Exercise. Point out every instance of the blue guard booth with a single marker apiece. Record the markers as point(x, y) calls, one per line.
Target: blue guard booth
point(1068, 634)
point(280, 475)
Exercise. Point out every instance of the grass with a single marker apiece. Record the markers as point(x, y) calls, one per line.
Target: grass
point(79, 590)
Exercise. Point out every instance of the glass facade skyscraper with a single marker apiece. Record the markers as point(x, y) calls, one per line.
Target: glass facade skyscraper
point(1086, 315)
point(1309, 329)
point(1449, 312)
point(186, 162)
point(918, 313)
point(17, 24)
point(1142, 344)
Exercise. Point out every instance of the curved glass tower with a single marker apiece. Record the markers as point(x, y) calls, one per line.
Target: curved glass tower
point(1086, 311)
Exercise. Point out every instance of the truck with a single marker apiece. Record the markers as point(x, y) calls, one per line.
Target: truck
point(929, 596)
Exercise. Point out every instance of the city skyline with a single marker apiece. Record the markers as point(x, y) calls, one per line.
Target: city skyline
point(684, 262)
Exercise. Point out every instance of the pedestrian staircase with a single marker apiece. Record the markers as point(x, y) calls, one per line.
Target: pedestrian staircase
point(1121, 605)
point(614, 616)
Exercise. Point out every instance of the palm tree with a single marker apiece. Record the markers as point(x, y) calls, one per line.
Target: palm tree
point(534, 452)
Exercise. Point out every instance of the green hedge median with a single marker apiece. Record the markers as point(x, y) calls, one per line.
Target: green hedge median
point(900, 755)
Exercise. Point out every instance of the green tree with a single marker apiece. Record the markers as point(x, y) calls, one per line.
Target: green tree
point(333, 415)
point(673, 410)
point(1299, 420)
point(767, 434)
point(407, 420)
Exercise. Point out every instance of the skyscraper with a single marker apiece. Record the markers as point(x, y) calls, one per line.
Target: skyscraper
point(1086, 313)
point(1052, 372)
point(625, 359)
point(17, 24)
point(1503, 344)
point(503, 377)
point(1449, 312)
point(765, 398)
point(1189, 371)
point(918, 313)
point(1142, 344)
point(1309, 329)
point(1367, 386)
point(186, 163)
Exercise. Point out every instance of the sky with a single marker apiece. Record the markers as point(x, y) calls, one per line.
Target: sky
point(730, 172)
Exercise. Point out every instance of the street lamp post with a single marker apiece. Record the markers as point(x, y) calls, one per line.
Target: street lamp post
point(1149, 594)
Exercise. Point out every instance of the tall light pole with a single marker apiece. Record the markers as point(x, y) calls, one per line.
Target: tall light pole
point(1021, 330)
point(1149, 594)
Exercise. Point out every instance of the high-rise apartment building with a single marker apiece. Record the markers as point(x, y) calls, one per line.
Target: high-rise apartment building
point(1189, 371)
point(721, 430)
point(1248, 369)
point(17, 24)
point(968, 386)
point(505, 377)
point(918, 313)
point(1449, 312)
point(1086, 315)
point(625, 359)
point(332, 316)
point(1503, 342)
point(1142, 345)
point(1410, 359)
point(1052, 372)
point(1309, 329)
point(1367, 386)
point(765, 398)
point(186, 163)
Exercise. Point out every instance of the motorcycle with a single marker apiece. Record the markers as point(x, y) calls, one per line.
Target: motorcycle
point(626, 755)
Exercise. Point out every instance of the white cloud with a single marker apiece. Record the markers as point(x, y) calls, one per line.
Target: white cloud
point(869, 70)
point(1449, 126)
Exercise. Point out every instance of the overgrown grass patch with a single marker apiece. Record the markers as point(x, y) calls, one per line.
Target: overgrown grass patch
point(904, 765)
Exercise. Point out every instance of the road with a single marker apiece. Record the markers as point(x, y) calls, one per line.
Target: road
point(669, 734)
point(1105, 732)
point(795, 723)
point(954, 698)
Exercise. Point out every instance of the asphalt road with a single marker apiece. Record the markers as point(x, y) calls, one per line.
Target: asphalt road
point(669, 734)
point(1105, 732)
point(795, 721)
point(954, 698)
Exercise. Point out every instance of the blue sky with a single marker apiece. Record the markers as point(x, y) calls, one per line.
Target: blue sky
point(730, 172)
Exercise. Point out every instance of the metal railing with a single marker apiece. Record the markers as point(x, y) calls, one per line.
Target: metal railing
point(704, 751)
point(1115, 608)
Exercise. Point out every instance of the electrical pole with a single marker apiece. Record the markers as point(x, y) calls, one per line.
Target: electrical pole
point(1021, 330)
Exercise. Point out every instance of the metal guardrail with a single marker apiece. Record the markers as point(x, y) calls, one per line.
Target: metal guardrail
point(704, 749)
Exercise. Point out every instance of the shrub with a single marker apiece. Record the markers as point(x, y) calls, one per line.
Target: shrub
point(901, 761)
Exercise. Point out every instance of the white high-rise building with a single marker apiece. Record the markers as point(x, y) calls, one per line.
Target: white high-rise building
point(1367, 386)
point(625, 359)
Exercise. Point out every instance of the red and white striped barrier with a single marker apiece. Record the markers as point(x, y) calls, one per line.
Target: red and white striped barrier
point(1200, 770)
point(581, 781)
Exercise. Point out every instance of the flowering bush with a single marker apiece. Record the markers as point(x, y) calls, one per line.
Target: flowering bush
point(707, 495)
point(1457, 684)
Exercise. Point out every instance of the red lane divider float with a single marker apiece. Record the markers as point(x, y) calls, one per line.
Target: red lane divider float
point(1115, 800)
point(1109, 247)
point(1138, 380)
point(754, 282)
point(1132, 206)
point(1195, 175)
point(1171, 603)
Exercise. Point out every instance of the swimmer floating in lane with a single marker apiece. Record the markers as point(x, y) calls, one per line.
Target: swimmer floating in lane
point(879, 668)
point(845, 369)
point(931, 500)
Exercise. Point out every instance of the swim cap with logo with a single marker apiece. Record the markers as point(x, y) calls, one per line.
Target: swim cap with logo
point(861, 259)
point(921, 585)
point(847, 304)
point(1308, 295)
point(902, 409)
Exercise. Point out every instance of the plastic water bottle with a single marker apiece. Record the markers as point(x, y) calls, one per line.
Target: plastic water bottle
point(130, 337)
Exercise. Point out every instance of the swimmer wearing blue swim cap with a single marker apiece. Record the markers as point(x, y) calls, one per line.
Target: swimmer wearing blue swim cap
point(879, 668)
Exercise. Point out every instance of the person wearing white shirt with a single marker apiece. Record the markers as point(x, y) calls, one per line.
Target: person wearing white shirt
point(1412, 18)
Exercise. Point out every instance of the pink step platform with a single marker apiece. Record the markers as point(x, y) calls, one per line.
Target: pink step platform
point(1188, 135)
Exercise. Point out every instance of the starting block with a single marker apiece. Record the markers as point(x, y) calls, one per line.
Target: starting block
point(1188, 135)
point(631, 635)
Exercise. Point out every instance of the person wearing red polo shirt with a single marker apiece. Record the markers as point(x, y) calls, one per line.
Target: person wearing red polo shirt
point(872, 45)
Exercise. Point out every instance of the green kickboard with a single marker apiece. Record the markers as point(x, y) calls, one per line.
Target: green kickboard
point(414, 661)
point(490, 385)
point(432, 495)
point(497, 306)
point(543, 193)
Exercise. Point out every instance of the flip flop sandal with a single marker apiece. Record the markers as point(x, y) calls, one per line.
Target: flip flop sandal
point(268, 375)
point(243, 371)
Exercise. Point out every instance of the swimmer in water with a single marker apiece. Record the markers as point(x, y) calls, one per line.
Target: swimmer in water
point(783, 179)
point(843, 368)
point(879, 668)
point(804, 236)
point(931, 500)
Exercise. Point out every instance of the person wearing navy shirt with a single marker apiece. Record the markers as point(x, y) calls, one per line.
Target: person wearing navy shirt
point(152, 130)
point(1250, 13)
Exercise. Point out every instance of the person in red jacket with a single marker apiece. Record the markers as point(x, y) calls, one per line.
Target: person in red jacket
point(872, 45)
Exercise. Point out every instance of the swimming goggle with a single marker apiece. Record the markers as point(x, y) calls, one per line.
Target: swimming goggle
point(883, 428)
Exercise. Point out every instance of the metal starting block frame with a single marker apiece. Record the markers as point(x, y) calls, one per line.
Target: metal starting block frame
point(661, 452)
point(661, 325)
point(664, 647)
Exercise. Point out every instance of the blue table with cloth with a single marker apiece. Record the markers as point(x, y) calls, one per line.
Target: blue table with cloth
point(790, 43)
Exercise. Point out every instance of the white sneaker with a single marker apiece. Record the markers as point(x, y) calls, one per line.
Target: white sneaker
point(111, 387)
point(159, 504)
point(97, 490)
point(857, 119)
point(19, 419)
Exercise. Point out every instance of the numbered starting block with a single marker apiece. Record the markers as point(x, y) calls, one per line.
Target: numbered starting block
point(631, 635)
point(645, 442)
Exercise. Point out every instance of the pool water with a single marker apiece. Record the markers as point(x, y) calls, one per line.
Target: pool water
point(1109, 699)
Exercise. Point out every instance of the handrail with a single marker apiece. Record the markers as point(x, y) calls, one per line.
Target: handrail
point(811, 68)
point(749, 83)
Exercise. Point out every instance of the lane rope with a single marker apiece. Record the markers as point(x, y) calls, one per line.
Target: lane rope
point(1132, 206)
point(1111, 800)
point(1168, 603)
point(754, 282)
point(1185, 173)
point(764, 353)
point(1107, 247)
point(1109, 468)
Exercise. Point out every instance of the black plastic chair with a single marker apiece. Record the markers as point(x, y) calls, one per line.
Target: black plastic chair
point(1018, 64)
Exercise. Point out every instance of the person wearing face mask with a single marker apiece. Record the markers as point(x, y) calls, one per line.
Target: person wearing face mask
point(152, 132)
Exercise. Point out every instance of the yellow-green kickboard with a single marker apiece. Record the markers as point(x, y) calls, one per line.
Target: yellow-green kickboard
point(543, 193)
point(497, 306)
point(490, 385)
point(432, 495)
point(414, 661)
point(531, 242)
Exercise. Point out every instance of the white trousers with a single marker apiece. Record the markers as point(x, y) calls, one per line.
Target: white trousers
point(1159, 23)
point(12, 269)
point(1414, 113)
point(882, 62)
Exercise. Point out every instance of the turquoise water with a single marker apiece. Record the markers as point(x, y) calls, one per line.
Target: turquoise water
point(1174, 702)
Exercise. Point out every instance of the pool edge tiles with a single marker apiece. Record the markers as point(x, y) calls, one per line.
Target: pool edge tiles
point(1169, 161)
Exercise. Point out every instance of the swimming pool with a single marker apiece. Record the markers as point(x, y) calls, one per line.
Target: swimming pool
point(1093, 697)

+-------+

*Exercise*
Extract the lines of the preceding material that run from the line with "Exercise. Point out every instance of the blue sky" through the line with "Exercise. Point out every instance of the shrub", inclusive, reproducing them exactly and adding nothing.

*Answer*
Exercise. Point out every instance of the blue sky with a single marker apiece. Record the markers as point(x, y) calls, one per line.
Target: blue sky
point(730, 172)
Exercise. Point out every instance of the metal railing with a single marker apiece. Record the markers as point(x, y) calls, one per line.
Target: metal railing
point(704, 751)
point(1115, 608)
Exercise. Point out every instance of the electrical pole with a single marker apiece. Record the markers as point(x, y) calls, one per line.
Target: electrical pole
point(1021, 330)
Exercise. Point out every instance of the metal guardrail with a single marker apiece. Record the markers as point(x, y) calls, one per line.
Target: metal guardrail
point(704, 749)
Exercise. Point out every instance of the shrub with a single marker apiece. Record the markers as point(x, y) calls, one per line.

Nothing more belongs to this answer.